COSA FARE:
Modifica la parte che si apre con la riga contenente "trace gray curtain" e si chiude con quella contenente "390 163 L 393", sostituendo "gray curtain" con "white curtain" e lasciando invariato tutto il resto.

----- ESTRATTI DEI DATI

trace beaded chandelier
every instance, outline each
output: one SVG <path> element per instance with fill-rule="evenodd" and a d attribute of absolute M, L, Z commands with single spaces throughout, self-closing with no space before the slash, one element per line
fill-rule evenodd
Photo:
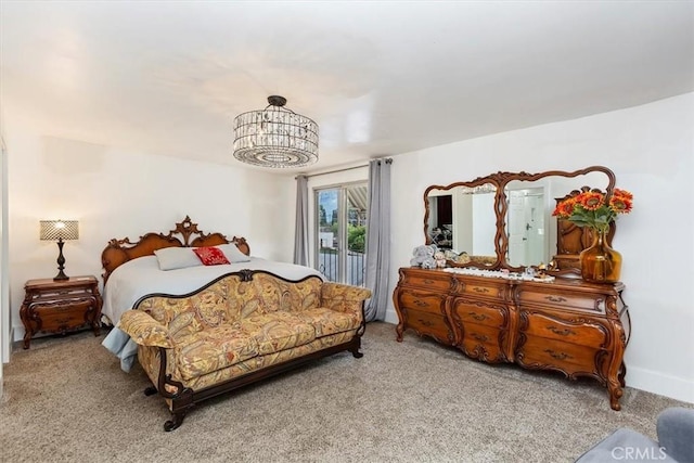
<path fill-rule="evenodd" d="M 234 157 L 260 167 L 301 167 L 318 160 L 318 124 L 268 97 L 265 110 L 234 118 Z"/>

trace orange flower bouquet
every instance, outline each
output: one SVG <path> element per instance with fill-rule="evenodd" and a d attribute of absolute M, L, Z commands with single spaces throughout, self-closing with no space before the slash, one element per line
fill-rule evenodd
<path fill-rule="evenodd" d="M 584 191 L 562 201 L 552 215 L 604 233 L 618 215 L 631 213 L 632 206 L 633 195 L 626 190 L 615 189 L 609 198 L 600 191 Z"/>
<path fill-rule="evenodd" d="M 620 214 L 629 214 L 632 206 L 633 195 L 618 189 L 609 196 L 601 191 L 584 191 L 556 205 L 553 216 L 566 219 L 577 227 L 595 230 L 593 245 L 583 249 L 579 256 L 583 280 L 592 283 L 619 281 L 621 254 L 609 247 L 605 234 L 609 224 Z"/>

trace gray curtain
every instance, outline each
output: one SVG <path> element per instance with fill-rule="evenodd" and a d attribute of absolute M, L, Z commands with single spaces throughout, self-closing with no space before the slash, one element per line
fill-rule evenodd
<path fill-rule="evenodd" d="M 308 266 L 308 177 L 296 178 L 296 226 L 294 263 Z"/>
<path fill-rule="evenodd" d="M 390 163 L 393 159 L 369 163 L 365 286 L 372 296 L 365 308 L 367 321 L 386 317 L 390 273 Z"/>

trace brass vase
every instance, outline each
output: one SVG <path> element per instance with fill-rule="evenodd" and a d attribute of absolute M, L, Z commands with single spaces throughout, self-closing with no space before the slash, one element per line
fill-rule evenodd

----------
----- ESTRATTI DEI DATI

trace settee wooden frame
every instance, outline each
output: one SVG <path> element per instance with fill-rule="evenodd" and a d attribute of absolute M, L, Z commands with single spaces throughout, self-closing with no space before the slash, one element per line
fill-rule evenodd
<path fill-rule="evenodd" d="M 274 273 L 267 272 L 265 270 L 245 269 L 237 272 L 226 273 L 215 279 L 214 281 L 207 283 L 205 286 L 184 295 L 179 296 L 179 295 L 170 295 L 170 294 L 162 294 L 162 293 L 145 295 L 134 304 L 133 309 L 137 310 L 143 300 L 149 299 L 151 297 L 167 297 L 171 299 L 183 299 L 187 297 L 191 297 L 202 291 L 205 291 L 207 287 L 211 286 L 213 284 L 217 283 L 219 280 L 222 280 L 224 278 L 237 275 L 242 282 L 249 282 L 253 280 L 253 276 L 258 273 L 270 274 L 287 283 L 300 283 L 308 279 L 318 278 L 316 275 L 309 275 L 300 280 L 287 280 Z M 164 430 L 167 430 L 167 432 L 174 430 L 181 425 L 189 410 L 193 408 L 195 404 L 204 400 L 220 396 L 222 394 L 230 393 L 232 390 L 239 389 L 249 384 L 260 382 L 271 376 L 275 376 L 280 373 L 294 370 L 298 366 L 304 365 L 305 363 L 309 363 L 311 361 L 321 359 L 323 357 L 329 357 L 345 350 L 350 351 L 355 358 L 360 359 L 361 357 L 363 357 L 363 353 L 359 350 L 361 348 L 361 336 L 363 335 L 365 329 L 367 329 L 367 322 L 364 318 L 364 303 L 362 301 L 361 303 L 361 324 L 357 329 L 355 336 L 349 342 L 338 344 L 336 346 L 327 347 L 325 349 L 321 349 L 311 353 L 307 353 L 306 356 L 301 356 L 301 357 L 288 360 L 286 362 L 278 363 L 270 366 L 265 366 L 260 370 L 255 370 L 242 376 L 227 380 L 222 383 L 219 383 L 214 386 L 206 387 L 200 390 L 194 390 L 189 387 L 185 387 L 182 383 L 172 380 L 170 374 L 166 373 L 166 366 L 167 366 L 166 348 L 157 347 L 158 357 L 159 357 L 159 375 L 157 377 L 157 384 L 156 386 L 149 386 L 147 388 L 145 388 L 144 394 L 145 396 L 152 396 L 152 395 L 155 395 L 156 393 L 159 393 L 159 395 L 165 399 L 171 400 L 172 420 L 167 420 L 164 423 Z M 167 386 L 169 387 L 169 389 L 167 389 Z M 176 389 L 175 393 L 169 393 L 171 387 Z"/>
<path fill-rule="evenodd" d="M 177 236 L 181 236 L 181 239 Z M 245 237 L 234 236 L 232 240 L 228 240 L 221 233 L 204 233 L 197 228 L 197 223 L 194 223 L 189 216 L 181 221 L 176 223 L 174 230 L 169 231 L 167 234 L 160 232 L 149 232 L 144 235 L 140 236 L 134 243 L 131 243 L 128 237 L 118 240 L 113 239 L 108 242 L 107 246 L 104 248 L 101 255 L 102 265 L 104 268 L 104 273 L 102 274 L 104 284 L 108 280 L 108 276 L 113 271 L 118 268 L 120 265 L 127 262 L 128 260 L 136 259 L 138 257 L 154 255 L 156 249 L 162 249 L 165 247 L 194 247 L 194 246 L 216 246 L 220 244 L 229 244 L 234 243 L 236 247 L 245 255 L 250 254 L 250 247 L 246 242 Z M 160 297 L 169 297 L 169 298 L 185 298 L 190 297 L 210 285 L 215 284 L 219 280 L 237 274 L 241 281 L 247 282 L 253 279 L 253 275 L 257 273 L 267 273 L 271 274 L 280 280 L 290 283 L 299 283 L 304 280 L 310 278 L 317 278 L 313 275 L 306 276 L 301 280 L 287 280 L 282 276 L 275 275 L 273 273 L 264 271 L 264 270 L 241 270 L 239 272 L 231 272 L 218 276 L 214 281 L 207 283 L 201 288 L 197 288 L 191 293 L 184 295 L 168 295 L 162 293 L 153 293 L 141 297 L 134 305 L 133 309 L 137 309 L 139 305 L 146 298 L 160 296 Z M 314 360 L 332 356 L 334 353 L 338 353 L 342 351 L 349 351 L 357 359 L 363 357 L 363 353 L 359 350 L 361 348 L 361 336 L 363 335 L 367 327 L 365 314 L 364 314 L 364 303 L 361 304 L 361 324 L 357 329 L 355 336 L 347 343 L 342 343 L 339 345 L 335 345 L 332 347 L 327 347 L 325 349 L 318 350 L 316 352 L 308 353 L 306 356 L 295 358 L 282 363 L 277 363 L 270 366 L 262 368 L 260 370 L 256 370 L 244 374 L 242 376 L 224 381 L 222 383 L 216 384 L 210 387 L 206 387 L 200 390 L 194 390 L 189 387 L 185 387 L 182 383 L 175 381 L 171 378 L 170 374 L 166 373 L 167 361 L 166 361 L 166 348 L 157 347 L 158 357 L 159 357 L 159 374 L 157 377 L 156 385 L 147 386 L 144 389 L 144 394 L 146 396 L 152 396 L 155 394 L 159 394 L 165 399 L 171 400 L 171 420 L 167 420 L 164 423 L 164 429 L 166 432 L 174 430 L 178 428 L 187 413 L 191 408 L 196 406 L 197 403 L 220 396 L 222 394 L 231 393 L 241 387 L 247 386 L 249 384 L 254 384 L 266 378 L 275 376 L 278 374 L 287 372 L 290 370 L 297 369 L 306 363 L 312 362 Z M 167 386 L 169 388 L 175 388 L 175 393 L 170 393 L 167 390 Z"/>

----------

RISPOSTA ALL'ESERCIZIO:
trace white curtain
every instance, outline each
output: one SVG <path> element per instance with fill-rule="evenodd" and a d attribute of absolute M, L, Z commands with single spaces throughout, self-closing with no space before the slash, one element per line
fill-rule evenodd
<path fill-rule="evenodd" d="M 308 266 L 308 177 L 296 178 L 296 226 L 294 263 Z"/>
<path fill-rule="evenodd" d="M 390 163 L 393 159 L 369 163 L 365 286 L 372 296 L 365 308 L 367 321 L 386 317 L 390 273 Z"/>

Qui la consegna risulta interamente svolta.